* **Written request**: Write out the lines of the listing below word for word, from the line holding "Task: in the photo above, where can the white door" through the line holding "x=20, y=421", both included.

++++ Data for processing

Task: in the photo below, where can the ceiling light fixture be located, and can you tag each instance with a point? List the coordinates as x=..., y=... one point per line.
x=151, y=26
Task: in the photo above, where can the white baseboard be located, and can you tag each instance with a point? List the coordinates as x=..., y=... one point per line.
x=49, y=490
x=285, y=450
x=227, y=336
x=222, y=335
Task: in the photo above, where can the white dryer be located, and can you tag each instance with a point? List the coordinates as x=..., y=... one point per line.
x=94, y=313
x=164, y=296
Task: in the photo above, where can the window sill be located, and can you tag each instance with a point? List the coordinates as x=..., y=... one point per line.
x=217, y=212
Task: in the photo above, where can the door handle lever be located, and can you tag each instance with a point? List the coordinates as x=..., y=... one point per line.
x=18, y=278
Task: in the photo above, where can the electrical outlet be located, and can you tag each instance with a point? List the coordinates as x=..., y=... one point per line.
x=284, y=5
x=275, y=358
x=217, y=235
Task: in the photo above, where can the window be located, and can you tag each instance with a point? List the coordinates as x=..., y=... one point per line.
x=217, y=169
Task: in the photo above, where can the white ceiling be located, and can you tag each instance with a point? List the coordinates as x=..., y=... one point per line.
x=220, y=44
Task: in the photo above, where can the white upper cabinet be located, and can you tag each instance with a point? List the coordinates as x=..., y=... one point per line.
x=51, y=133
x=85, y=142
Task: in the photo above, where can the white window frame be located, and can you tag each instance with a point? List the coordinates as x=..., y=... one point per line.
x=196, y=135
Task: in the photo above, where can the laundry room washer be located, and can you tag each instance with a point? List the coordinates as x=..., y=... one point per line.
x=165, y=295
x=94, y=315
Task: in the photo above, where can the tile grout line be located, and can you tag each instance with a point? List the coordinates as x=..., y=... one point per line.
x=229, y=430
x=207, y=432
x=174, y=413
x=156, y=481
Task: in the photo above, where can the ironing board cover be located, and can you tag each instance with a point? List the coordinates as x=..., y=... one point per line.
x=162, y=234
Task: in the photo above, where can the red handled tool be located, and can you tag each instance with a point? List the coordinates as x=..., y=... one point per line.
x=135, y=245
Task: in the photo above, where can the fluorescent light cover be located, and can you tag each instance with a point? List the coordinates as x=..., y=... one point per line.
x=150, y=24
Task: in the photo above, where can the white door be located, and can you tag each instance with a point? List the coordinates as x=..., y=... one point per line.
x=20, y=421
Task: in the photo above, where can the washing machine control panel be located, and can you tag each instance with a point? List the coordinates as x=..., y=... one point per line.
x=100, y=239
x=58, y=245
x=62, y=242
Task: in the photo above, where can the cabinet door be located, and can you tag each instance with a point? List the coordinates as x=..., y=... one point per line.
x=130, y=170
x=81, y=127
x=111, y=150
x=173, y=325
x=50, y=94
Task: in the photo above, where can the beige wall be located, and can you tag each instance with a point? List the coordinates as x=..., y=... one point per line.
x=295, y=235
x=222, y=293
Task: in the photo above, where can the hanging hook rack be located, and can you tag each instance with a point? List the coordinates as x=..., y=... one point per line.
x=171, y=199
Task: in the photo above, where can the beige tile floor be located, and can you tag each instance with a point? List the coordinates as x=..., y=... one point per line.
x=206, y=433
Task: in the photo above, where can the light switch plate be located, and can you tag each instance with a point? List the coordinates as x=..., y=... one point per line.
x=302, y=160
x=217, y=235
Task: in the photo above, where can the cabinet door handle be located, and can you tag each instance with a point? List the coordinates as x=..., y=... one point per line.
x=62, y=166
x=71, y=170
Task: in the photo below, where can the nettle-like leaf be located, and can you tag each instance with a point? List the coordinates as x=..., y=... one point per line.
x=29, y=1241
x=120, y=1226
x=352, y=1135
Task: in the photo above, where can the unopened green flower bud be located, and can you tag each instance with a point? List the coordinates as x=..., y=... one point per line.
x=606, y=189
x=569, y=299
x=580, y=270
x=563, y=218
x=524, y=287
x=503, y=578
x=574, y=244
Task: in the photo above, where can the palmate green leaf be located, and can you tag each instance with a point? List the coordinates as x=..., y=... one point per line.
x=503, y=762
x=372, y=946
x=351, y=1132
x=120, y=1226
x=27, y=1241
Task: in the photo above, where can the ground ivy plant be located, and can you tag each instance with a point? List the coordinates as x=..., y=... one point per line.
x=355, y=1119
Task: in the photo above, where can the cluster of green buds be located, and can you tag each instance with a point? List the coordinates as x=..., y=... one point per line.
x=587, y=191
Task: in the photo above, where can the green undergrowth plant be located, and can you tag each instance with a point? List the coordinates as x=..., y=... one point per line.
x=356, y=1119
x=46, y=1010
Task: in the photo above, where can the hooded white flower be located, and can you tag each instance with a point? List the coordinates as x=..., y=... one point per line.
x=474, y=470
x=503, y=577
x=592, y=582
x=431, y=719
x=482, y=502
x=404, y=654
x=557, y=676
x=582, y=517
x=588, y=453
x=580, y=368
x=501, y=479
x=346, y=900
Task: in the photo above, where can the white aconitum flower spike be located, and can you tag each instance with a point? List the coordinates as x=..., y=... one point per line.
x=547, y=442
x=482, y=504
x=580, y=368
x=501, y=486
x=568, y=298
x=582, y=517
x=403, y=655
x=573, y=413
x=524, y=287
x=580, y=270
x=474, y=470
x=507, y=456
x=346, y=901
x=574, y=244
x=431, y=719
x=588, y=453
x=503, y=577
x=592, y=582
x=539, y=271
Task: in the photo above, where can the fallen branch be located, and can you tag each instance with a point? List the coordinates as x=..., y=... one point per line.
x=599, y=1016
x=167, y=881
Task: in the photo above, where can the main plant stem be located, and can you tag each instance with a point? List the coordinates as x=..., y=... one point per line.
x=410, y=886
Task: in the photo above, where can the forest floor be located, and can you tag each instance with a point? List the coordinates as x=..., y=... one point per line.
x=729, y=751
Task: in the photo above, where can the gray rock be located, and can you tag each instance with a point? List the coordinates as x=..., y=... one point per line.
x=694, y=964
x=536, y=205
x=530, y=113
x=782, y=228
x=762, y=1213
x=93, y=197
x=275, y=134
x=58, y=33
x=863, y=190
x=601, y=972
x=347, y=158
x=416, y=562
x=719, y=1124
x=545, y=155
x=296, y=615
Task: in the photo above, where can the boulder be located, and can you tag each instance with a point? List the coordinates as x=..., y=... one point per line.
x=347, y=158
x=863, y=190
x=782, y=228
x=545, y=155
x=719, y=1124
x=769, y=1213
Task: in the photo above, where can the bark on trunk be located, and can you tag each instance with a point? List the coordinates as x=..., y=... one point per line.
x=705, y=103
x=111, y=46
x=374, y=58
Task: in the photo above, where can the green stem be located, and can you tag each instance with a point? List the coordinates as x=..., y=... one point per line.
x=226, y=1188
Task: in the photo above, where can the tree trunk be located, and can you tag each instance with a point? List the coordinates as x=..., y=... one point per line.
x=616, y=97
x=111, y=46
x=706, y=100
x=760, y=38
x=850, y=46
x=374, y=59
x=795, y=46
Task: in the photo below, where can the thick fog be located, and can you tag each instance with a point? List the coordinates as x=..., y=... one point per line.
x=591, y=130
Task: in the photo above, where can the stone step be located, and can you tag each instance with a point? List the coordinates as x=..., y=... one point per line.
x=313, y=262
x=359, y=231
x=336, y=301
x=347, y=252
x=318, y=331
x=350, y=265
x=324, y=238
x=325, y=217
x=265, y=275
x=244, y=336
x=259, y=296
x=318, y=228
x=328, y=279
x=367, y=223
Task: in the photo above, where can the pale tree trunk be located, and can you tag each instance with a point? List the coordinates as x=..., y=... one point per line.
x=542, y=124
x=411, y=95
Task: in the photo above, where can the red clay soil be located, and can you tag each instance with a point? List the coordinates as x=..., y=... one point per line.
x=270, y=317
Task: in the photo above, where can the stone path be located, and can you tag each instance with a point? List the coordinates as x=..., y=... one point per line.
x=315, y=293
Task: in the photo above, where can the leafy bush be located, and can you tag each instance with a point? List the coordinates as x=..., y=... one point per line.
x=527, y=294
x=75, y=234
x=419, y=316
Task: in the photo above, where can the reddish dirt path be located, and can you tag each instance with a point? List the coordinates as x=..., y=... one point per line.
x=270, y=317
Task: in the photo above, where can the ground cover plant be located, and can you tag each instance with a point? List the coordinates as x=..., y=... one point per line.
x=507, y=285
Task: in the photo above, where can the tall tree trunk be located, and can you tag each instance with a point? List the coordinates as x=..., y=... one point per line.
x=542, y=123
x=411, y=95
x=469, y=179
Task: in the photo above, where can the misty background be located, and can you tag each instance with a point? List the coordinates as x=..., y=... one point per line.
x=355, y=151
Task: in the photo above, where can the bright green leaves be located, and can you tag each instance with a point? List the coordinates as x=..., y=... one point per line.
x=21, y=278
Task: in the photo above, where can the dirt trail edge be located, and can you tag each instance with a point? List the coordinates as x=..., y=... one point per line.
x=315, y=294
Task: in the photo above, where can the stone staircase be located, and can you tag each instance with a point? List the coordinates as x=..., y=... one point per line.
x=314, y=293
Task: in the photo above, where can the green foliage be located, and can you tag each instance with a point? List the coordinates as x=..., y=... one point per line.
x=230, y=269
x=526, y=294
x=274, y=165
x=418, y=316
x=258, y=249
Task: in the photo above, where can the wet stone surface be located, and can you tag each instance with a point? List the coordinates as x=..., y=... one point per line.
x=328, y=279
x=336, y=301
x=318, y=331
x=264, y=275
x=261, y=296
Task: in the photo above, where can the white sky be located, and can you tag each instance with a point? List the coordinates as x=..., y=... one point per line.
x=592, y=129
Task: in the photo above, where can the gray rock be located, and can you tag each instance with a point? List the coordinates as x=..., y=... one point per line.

++++++++

* **Output of the exercise**:
Task: in the photo above, where can the white door be located, and can you tag each instance with a point? List the coordinates as x=..., y=... one point per line.
x=20, y=421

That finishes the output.